Moin Islandgemeinde, vom 19.6. - 28.6. nach Sudureyri. Viele die mich hier im Board kennen, würden sich auch wundern, wenn ich nicht nach Sudureyri fahren würde. Für mich wird es mein 4. Aufenthalt dort und unser Hauptorganisator war dann schon zum 6. mal dort. Eine Verlängerungswoche habe ich mal während des Festivals in Flateryi verbracht und konnte diesem Ort wegen seiner langen Anfahrtszeiten zu den Hotspots nicht viel abverlangen. Aber ein netter Abend bei Deutschland gegen Australien (4:0) im örtlichen Pub mit Julius und dem Daiwateam war auch nicht zu verachten:q. Während unserer Aufenthalte habe ich persönlich einen Kontakt mit einem Heilbutt gehabt und diesen nach einem Drill von einer Stunde leider verloren. Aus unserer Angeltruppe ( Hannover, Hameln und Hamburg) wurde dort noch kein Heilbutt gelandet. Ich fische dort mindestens 2-3 Stunden täglich mit großen Ködern auf Großfisch. Aber selbst 4-5 pfündige Köhler werden dort von Dorschen inhaliert. Die Chance in Island eine Tischplatte zu fangen ist gegeben, aber die Wahrscheinlichkeit ist in Nordnorge um Klassen besser. Wollt ihr auf Nummer sicher gehen, fliegt nach Alaska. Homer oder Seward sind eine Bank! Ferner soll es dort auch noch andere Fische geben:q:q:q Vielleicht treffen wir ja im Juni den einen oder anderen Bekannten in Sudureyri. Ich hoffe, daß Robert und der nette Mann vom Kran einen weiteren Vertrag bekommen haben und das mein Freund aus dem Supermarkt nicht mehr in seinen Jeep paßt. Bis dann, Gruß Shorty


----------



## Doma1 (23. Februar 2012)

Gegebenes Material
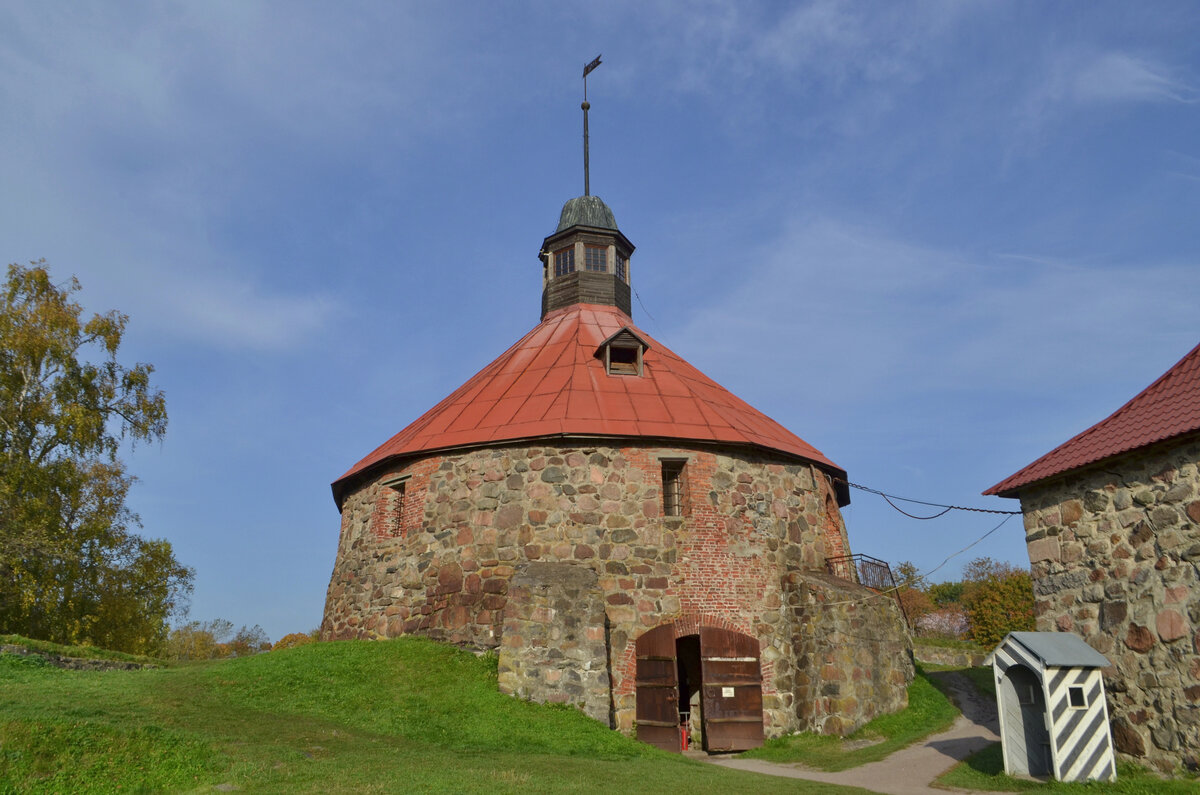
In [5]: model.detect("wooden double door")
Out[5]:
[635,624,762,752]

...

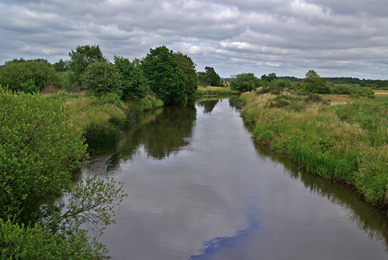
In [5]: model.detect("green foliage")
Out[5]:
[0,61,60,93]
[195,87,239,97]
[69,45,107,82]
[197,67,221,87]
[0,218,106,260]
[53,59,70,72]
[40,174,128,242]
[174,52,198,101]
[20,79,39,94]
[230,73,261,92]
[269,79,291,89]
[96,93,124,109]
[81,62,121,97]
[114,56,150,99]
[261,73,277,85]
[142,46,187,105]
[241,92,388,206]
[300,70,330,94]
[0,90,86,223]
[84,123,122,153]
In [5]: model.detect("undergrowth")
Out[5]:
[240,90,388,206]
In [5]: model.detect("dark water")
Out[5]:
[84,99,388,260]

Aufgaben
a) Wie lange dauerte laut dem Beitrag über das Angeln in Sudureyri Shortys Drill mit dem Heilbutt, bevor der Fisch verloren ging?
b) Schreib den Beitrag über das Angeln in Sudureyri weiter.

Lösungen
a) Eine Stunde.

b)
*AW: Island 2012! Wer fährt?*

Hallo aus Dortmund,

ich fliege mit meinem Verein (Do-Ma-Club Westrich 75) vom 28.08. - 05.09.2012 mit 30 Personen nach Bolungarvik. Da wir bisher nur Fahrten nach Norwegen unternommen haben,  ist Island für uns völliges Neuland und die Erwartungen sind dementsprechend groß. Natürlich haben wir uns durch die diversen Berichte im board und in Fachzeitschriften etwas schlau gemacht. Mich würde allerdings sehr interessieren, wer von euch schon in Bolungarvik war und welche anglerischen Erfahrungen ihr dort gemacht habt, z.B. welche Köder waren erfolgreich, welche Stellen sind erfolgversprechend wenn man nicht aufs offene Meer kommt?
Vielen Dank für eure Berichte!

Hol`Gaff

Jürgen
http://www.do-ma-club.jimdo.com


----------



## Bxxt xnglxr (24. Februar 2012)

*AW: Island 2012! Wer fährt?*

UIIIUIIIUIII.....
Wenn das mal gutgeht.
Ich bin nun wirklich schon oft oben gewesen und ab ANFANG September flieg ich zum Meeresangeln nichtmehr hoch!!!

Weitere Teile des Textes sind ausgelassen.